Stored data
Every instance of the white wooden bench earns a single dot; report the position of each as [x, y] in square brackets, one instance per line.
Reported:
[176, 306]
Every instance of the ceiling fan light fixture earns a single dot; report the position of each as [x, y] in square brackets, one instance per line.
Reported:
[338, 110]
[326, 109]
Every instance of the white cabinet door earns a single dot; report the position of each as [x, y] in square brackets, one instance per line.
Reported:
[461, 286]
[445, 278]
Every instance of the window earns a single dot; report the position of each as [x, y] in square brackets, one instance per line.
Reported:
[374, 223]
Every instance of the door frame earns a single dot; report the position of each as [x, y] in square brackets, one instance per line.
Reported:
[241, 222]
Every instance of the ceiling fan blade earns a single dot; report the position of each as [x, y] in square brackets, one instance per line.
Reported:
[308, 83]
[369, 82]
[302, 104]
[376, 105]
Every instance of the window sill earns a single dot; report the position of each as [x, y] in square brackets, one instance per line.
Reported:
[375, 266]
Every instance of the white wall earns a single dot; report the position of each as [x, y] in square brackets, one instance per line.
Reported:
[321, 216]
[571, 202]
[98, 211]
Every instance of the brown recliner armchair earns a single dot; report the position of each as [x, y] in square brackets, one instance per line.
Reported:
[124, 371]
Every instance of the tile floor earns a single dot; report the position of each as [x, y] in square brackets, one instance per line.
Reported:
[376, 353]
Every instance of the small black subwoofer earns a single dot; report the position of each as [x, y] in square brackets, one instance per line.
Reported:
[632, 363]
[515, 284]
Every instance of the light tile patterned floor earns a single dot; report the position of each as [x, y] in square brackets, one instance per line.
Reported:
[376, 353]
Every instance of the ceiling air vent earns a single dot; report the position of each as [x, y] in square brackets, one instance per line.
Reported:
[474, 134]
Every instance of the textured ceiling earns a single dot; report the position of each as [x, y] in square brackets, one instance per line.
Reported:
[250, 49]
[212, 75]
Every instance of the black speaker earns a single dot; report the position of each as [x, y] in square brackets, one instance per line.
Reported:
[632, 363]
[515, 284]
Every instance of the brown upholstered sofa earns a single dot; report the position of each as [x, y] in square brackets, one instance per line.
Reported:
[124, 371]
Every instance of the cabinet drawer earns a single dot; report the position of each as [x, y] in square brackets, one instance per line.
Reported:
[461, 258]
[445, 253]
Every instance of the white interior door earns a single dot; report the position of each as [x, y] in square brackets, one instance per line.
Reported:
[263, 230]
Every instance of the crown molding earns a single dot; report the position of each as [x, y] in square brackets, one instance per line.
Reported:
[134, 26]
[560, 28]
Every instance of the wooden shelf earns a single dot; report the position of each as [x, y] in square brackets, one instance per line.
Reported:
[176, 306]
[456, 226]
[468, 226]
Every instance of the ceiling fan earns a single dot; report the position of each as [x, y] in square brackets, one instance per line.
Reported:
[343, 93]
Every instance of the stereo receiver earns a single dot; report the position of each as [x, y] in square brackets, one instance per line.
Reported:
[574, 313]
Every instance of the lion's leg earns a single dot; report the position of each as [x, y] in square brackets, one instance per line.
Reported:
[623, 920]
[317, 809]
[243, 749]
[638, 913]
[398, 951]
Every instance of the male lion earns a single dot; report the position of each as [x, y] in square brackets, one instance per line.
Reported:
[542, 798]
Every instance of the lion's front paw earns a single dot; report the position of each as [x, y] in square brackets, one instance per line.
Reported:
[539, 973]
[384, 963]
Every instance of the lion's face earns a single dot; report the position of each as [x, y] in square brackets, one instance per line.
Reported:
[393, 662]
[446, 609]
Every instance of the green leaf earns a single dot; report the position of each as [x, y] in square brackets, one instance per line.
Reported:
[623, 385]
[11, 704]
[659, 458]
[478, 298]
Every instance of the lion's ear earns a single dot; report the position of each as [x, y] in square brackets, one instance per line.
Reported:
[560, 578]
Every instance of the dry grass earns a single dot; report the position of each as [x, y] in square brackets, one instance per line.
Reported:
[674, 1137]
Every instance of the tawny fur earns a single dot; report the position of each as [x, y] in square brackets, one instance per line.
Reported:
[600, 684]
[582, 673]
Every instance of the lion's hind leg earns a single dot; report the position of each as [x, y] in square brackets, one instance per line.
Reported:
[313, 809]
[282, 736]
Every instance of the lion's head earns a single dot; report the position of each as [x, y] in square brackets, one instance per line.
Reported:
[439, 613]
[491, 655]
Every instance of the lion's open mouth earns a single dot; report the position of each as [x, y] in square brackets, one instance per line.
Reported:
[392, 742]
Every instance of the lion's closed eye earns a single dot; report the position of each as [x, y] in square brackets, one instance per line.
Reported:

> _TASK PROMPT_: Repeat word for word everything from the line containing "Every instance of the lion's ear" down to the last line of the entries above.

> _WRITTEN RESPONSE_:
Every instance of the lion's ear earns a single dot; report the position of each as [x, y] in square brackets, one instance per line.
Reported:
[560, 578]
Every instance of the dry grass earns a single dot; report the position of each as [x, y] in square brackets, one instance per line.
Reported:
[674, 1137]
Every instance of the tawny fur earns a single dot; report the position of each as [x, y] in square brackets, one instance per line.
Reported:
[600, 684]
[582, 673]
Every instance of the lion's hind leg earns a single dot; report the position of each as [x, y] in square brackets, one instance per line.
Reported:
[313, 809]
[282, 736]
Every instance of the lion's head earns a single dot; report the position of each as [x, y] in square brackets, one instance per line.
Reported:
[439, 613]
[491, 655]
Every instance of the lion's open mouth earns a single dot; report the position of each as [x, y] in square brackets, one instance per line.
Reported:
[392, 742]
Every instance of the lion's closed eye earns a single dot; report the position of each as [x, y] in square brackets, one instance per line.
Reported:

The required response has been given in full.